Исходный текст -
——

Князь Талейран и его наследие, или О любви истинной и мнимой

2 ноября 2017 Егор Владимиров

Шарль-Морис Талейран большинством воспринимается как идеальный образец предателя. И в самом деле – этот человек смог занимать одну и ту же должность в Кабинете министров при четырех разных режимах, а общий стаж его государственной службы составляет почти полвека – цифра и сейчас более чем почтенная, не говоря уже о позапрошлом столетии.

Князь Талейран прожил долгую жизнь, и в течение 84 лет было немало моментов, в которые казалось, что эта жизнь может завершиться внезапно. В детстве младший сын знатного, но не очень богатого отца повредил ногу – и с тех пор военная карьера была для него закрыта. Пришлось пойти по стопам не отца, но дяди, и Талейран выбрал духовную карьеру.

——

Предоставленные данные -
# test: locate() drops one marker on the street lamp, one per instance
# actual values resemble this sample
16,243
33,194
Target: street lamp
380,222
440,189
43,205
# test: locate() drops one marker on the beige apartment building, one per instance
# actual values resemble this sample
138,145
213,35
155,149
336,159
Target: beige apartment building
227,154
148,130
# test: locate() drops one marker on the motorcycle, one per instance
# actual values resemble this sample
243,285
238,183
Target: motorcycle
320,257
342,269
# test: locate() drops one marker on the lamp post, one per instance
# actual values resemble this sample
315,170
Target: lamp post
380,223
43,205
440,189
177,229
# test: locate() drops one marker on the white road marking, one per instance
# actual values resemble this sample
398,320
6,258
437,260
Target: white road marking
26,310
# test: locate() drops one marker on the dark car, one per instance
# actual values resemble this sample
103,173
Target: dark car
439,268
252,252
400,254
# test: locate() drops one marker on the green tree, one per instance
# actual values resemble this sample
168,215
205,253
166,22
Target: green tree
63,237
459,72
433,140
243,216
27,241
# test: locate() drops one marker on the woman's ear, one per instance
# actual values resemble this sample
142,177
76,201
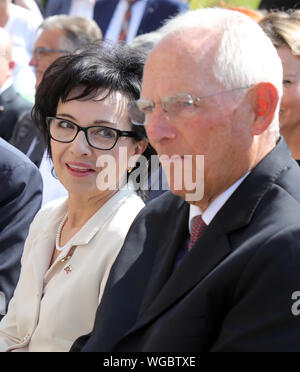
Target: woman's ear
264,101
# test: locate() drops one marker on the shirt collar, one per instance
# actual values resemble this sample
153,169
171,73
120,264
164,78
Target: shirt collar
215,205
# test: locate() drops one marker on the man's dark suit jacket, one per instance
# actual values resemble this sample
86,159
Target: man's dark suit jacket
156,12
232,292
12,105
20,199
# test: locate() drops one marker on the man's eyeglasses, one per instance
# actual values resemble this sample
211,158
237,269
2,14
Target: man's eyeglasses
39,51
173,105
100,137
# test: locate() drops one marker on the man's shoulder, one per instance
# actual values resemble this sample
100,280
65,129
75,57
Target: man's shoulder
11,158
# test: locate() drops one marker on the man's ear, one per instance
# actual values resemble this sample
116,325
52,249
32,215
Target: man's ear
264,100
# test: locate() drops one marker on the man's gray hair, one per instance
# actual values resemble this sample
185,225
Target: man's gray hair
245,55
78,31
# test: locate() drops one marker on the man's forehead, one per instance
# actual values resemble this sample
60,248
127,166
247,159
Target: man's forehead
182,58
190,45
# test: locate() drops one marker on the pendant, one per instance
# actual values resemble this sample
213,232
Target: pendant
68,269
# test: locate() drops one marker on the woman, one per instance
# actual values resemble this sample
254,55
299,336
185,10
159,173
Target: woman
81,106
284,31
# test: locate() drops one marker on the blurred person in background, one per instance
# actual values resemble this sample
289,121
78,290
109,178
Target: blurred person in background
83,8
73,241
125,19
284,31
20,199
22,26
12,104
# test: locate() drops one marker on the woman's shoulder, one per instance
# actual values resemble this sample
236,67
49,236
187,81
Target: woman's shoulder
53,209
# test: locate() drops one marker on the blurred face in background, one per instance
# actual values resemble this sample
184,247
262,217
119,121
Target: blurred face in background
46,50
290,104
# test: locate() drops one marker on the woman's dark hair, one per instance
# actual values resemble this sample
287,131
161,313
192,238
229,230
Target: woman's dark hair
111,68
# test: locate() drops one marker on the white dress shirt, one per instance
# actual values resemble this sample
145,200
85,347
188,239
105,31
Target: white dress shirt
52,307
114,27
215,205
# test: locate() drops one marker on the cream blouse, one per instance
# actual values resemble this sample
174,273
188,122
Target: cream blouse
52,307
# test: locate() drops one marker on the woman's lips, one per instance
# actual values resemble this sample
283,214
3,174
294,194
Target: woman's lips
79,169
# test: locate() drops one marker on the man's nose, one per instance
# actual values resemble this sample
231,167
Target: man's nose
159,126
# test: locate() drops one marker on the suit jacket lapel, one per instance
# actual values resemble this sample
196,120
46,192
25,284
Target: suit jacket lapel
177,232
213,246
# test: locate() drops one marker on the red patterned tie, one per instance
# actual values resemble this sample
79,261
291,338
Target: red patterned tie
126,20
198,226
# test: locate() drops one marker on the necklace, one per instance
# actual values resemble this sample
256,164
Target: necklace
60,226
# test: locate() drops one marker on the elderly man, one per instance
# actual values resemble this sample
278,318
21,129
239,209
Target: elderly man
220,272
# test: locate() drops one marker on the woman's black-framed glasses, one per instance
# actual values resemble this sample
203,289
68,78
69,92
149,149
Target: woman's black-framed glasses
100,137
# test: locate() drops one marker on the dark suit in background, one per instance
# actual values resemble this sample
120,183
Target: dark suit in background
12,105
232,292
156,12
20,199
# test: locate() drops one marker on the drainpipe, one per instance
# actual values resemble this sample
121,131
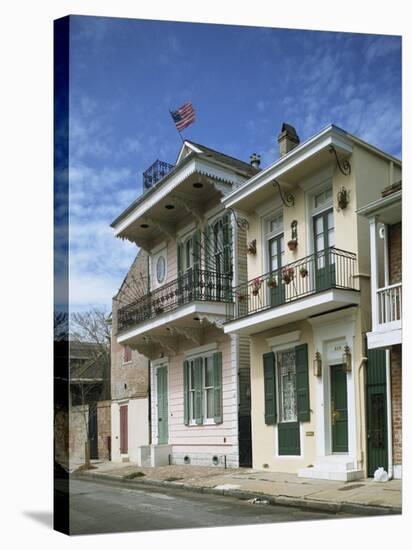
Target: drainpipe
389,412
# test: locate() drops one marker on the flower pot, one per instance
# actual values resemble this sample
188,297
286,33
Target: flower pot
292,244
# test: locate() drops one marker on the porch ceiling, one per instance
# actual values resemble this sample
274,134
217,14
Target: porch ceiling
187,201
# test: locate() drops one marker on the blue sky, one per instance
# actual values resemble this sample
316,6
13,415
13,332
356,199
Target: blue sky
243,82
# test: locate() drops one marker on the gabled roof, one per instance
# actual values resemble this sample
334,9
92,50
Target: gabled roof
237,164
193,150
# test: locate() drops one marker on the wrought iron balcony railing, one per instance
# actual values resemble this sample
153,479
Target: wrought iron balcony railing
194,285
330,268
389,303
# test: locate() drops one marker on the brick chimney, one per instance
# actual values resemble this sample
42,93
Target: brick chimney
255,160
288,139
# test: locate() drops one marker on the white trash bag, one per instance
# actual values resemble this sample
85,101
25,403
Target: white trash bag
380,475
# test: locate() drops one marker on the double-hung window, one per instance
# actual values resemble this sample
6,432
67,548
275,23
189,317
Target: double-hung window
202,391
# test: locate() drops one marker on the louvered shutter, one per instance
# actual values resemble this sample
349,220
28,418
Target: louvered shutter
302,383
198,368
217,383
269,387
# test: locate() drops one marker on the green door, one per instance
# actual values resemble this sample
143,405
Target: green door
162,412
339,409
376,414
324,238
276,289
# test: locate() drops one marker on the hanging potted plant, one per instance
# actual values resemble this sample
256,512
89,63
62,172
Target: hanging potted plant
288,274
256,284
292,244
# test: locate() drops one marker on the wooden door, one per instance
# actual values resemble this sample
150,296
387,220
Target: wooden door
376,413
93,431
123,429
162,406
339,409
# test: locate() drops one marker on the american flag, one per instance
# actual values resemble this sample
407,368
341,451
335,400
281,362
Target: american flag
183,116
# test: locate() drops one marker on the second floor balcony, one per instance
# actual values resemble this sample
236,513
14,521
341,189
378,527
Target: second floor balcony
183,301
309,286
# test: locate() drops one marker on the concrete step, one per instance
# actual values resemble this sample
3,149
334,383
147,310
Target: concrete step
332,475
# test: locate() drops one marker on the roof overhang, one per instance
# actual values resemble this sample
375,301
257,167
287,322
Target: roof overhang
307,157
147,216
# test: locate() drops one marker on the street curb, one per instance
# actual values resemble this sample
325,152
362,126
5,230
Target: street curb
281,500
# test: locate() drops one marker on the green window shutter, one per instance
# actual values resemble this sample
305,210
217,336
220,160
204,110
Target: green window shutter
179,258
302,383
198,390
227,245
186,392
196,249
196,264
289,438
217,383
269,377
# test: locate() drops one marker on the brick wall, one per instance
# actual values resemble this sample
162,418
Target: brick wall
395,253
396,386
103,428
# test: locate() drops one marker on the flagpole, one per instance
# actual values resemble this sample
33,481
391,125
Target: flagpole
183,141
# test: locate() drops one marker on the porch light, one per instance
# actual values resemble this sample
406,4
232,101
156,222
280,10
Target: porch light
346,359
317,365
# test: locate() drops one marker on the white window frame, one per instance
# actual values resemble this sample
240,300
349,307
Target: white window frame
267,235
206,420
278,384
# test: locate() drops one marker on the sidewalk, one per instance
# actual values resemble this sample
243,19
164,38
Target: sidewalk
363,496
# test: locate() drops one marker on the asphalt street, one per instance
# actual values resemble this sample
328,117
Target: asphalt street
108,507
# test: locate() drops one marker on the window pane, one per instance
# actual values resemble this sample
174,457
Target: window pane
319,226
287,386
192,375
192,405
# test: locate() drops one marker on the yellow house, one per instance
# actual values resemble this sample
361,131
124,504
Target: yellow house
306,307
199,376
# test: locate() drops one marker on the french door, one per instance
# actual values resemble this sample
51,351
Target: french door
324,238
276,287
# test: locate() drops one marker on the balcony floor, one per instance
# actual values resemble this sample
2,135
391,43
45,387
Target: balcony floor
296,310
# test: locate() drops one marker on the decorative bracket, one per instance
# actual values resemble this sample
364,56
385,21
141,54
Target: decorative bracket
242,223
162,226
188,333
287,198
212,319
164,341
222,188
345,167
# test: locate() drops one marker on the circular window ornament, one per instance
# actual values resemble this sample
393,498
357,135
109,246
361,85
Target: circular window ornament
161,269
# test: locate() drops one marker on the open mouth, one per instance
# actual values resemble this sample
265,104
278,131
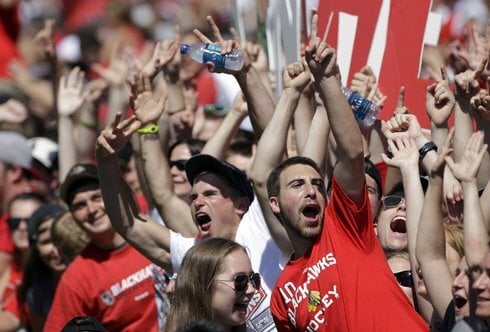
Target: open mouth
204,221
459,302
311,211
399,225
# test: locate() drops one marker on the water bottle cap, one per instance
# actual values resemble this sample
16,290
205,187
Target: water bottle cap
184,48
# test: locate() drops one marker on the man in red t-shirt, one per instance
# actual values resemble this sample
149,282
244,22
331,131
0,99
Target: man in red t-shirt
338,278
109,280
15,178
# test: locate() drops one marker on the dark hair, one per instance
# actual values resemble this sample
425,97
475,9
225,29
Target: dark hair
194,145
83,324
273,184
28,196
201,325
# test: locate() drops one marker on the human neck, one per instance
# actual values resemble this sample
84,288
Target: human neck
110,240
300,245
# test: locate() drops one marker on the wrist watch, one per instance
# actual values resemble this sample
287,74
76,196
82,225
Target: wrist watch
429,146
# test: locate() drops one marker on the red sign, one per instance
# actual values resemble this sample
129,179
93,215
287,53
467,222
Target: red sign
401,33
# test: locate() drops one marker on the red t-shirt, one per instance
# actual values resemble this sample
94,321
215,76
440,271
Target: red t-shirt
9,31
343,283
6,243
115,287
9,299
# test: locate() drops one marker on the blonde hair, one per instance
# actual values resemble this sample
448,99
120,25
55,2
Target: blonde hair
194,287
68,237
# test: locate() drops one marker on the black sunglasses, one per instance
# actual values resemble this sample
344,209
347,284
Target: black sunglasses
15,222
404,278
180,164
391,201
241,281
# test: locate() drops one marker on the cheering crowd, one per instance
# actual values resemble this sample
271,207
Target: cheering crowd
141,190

——

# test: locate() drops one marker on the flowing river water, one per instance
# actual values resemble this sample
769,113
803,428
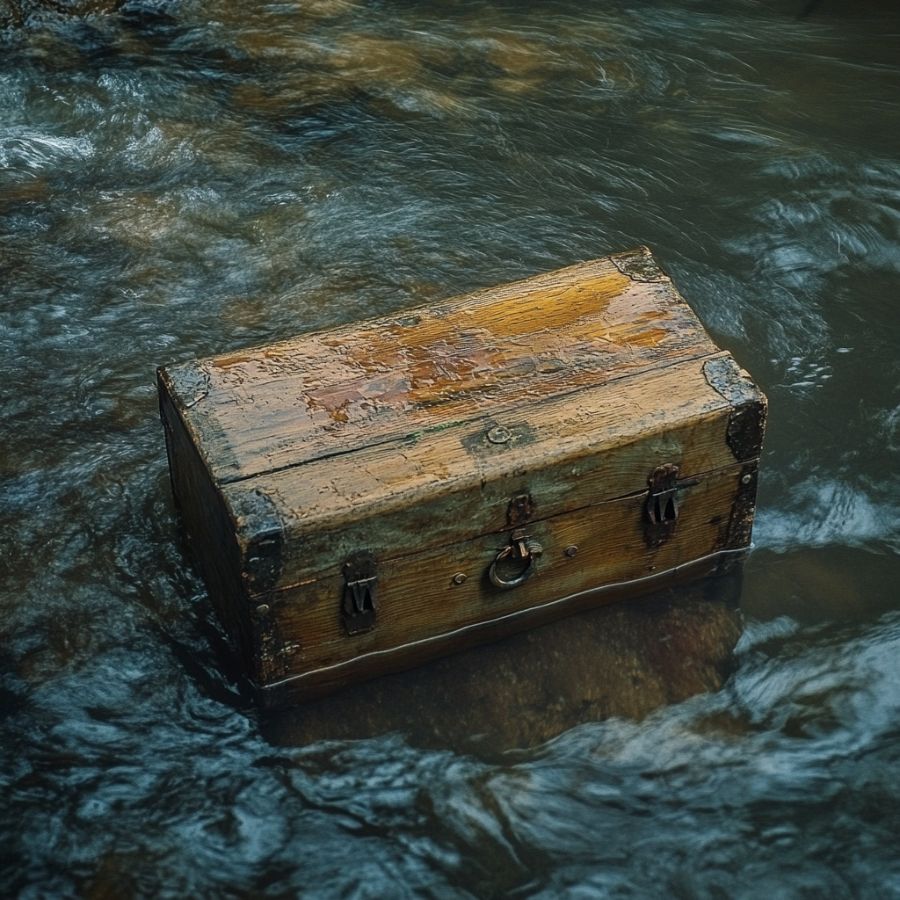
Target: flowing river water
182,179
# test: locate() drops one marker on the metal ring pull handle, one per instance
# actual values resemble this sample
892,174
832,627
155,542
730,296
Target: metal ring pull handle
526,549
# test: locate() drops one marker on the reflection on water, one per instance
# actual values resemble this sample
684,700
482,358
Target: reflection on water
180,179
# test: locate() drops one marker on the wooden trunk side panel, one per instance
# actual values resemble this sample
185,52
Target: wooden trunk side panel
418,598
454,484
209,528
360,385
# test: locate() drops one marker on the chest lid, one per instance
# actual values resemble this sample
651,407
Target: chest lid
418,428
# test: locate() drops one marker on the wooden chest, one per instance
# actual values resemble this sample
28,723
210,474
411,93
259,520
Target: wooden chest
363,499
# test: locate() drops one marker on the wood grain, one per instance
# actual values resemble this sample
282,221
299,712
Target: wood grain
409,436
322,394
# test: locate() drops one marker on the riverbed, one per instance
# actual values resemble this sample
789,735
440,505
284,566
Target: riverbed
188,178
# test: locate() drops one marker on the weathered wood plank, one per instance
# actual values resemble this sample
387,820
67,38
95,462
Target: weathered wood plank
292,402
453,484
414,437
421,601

——

Повторите дословно фрагмент исходного текста, начиная со слов «2 ноября 2017» и заканчивая словами «о позапрошлом столетии.». Записи составляют самостоятельный материал, отдельный от исходного текста.

Ответ -
2 ноября 2017 Егор Владимиров

Шарль-Морис Талейран большинством воспринимается как идеальный образец предателя. И в самом деле – этот человек смог занимать одну и ту же должность в Кабинете министров при четырех разных режимах, а общий стаж его государственной службы составляет почти полвека – цифра и сейчас более чем почтенная, не говоря уже о позапрошлом столетии.